— Zitierter Textauszug —
--------------------------------
Dr Bakterius schrieb:


> Darf ich nicht. Mir ist eine Viagra durch ein Loch in der Tasche am Bein runter gerutscht, jetzt ist das Bein steif


Auf was für Ideen kommst du eigentlich?


----------



## Dr Bakterius (25. Februar 2017)

*AW: Parkplätze für Einhörner in der Schweiz*

Darauf willst du keine wirkliche Antwort und mich auch nicht wirklich kennen . Mach das mal mit gekochten Spagetti das gibt 1A Fahrradspeichen.


----------



## Gamer090 (25. Februar 2017)

*AW: Parkplätze für Einhörner in der Schweiz*



Dr Bakterius schrieb:


> Darauf willst du keine wirkliche Antwort und mich auch nicht wirklich kennen . Mach das mal mit gekochten Spagetti das gibt 1A Fahrradspeichen.



War auch keine ernst gemeinte Frage


----------



## Bot_mit_Ping (27. Februar 2017)

*AW: Parkplätze für Einhörner in der Schweiz*

Ziemlich diskriminierend gegenüber dem Pegasus und wo sind Parkplätze für ein Alicorn?


----------



## Gamer090 (27. Februar 2017)

*AW: Parkplätze für Einhörner in der Schweiz*



Bot_mit_Ping schrieb:


> Ziemlich diskriminierend gegenüber dem Pegasus und wo sind Parkplätze für ein Alicorn?


Stimmt, die feheln noch aber man kann sicher mal eine Ausnahme machen und auch einen Pegasus drauf abstellen


----------



## Bot_mit_Ping (27. Februar 2017)

*AW: Parkplätze für Einhörner in der Schweiz*



Gamer090 schrieb:


> Stimmt, die feheln noch aber man kann sicher mal eine Ausnahme machen und auch einen Pegasus drauf abstellen



Hast du etwa einen Pegasus gefragt? Auch der hat seinen Stolz.


----------



## Gamer090 (27. Februar 2017)
--------------------------------
— Extrahierte Datensätze —
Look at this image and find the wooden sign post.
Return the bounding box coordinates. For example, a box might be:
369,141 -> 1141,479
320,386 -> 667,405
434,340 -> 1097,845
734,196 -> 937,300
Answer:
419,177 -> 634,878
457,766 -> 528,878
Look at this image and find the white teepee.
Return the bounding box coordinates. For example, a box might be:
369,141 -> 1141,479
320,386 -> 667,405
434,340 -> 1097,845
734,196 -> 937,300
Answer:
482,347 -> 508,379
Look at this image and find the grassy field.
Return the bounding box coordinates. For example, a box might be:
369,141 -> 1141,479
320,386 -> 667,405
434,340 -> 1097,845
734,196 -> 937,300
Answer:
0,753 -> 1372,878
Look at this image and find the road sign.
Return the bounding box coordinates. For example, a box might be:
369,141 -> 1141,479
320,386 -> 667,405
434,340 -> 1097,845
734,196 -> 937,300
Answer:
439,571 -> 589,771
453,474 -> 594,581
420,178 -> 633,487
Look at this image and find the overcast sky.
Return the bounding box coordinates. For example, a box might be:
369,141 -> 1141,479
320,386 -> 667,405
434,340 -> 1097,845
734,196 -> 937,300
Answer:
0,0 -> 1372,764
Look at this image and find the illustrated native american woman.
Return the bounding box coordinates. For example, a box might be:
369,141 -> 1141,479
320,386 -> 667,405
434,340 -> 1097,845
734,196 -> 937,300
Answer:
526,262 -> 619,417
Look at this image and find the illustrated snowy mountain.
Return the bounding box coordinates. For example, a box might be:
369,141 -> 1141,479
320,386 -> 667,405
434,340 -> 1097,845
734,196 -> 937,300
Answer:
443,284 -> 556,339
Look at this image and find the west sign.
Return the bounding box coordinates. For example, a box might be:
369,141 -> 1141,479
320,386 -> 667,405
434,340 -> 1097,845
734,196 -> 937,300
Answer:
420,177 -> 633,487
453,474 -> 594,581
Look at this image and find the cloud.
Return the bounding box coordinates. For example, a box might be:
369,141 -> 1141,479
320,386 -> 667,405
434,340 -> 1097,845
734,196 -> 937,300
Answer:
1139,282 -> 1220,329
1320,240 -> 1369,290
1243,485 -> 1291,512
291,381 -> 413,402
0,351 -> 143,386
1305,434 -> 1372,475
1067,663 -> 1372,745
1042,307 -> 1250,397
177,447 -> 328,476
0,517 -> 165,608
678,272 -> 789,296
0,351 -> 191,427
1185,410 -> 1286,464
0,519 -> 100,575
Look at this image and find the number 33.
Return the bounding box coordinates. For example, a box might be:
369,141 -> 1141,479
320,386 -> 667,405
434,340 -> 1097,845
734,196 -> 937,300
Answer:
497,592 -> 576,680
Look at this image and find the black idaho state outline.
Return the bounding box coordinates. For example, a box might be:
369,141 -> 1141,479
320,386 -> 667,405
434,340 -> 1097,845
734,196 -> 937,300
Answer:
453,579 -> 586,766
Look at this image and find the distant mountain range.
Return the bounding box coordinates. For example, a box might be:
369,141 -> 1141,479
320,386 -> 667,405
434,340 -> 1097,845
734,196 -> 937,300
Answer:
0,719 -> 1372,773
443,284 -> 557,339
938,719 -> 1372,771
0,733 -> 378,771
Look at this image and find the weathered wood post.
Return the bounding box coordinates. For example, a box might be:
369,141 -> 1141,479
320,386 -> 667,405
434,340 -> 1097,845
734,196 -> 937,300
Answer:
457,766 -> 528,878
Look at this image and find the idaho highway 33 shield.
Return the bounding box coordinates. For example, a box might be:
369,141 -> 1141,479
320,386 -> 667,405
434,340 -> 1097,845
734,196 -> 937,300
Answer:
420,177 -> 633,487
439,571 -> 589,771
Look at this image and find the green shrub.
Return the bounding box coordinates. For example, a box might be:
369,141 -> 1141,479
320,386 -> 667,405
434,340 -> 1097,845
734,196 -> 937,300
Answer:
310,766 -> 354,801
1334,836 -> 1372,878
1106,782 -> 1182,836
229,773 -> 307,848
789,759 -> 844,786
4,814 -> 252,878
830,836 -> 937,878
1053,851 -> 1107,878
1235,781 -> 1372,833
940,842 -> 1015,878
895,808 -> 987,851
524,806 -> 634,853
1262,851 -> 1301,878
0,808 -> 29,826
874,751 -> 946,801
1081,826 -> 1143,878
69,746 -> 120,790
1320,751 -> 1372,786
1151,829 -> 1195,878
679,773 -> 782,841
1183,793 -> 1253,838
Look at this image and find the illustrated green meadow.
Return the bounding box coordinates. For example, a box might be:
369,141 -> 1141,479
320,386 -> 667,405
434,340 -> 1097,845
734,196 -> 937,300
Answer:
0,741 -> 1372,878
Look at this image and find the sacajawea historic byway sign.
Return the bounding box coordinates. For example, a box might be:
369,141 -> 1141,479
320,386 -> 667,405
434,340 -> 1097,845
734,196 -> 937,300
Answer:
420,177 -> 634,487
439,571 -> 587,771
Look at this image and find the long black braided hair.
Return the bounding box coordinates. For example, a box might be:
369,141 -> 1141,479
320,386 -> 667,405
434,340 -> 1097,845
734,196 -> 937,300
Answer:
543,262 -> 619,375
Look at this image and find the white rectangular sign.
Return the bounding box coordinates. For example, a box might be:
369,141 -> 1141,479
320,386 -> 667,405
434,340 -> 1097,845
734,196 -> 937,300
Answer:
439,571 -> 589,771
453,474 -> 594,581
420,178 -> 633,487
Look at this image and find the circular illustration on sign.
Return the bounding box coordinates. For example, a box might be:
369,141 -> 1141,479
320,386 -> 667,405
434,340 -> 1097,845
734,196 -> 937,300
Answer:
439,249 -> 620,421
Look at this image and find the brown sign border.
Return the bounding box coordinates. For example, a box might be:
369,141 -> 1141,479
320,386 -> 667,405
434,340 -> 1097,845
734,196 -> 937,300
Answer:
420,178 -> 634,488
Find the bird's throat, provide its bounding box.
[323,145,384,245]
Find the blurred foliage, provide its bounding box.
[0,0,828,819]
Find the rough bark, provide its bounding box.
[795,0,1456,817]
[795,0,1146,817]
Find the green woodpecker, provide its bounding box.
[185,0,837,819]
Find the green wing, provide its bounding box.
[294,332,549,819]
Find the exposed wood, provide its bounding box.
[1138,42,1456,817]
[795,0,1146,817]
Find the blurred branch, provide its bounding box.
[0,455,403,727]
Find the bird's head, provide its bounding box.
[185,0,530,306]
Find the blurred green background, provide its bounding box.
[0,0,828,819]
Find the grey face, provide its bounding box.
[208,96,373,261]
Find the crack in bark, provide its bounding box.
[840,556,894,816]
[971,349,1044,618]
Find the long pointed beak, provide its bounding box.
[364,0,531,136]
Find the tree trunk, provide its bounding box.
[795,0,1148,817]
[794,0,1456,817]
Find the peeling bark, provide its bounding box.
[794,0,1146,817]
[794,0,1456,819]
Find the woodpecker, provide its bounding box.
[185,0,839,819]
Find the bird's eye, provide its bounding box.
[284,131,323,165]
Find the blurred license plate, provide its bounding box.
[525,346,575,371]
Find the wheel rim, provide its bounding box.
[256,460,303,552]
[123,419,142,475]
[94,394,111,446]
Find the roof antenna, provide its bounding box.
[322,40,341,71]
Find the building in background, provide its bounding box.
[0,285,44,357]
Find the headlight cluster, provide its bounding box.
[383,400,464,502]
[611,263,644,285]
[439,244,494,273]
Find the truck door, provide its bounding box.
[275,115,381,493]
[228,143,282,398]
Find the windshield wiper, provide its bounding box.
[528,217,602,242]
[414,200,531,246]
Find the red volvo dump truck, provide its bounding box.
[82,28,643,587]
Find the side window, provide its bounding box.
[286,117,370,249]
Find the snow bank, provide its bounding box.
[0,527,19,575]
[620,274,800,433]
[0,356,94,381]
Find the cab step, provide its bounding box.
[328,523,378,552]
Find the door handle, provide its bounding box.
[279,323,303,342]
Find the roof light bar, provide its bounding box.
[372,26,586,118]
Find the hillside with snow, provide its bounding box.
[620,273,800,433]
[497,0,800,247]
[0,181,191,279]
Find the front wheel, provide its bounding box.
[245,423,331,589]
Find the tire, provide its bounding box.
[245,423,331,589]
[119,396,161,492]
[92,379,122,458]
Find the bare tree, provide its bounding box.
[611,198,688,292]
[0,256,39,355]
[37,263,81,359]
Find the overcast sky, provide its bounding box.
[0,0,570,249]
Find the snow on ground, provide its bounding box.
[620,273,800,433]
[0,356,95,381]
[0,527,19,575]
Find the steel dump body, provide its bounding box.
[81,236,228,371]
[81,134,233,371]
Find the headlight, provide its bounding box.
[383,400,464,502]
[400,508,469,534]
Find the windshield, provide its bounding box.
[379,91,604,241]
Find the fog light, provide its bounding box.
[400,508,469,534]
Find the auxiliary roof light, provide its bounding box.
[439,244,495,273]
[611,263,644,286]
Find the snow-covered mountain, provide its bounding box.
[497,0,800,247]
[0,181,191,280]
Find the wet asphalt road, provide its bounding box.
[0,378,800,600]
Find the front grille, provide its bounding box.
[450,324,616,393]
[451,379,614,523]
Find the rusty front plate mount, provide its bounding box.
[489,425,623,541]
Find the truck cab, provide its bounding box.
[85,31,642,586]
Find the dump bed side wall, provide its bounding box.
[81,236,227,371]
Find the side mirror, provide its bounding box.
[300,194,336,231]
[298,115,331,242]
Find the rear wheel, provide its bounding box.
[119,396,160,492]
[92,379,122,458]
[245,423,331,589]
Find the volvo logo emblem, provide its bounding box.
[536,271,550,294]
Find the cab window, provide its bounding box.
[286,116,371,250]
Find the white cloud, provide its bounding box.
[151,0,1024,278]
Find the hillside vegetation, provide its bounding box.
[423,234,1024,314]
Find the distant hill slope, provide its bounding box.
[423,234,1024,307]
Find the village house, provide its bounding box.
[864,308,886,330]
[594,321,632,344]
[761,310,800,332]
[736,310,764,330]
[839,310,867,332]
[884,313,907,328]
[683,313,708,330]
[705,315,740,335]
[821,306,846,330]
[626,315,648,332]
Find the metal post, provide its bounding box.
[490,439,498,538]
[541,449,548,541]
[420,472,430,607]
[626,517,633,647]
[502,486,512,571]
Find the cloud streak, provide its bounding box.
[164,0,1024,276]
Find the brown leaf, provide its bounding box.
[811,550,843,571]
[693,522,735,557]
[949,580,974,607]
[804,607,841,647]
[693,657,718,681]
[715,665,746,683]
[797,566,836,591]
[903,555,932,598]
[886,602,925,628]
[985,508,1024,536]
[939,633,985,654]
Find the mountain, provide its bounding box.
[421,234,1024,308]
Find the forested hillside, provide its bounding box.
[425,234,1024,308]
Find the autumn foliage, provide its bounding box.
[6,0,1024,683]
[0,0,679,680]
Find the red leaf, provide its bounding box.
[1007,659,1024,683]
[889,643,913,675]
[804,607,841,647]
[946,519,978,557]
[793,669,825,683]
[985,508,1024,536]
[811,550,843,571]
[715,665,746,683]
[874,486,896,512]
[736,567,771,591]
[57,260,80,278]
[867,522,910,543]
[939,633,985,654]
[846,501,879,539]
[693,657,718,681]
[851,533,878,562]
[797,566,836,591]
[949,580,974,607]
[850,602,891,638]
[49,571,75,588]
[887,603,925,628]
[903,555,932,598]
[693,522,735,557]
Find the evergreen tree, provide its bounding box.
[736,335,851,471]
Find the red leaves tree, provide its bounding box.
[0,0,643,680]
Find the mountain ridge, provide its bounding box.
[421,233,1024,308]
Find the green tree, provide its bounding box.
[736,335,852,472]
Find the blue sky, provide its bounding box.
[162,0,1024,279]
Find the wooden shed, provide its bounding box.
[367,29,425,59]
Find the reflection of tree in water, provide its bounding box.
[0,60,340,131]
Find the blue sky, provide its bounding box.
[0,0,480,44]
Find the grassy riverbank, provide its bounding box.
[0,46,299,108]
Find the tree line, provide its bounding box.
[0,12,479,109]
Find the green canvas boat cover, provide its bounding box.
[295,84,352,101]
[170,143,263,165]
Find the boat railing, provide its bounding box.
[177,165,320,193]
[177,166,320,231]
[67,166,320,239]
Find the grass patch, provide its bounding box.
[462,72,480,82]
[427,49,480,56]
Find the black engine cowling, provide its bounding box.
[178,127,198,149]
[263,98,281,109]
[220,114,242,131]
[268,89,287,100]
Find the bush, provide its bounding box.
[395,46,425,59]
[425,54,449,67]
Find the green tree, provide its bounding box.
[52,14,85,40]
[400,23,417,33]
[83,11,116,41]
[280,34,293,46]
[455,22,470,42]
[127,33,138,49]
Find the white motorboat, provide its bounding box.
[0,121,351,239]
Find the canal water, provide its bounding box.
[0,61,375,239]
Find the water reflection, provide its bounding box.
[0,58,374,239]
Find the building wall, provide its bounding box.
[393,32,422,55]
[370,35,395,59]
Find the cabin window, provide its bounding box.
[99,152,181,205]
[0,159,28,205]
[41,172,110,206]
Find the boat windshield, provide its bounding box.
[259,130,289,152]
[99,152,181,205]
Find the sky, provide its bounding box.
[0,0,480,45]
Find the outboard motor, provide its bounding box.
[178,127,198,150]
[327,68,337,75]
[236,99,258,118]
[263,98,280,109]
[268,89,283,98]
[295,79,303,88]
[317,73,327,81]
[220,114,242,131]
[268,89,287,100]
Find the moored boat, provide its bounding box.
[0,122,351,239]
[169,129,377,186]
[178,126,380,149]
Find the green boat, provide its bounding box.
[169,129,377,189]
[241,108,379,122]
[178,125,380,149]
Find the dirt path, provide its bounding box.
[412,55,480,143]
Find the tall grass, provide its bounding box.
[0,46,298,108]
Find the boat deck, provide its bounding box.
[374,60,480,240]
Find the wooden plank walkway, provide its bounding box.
--------------------------------
Schreibe den Abschnitt aus dem Forenauszug über Parkplätze für Einhörner wortgetreu ab, beginnend bei „## Dr Bakterius“ und fortlaufend bis einschließlich „Gamer090 (25. Februar 2017)“.

— Lösung —
## Dr Bakterius (25. Februar 2017)

*AW: Parkplätze für Einhörner in der Schweiz*

Darauf willst du keine wirkliche Antwort und mich auch nicht wirklich kennen . Mach das mal mit gekochten Spagetti das gibt 1A Fahrradspeichen.


----------



## Gamer090 (25. Februar 2017)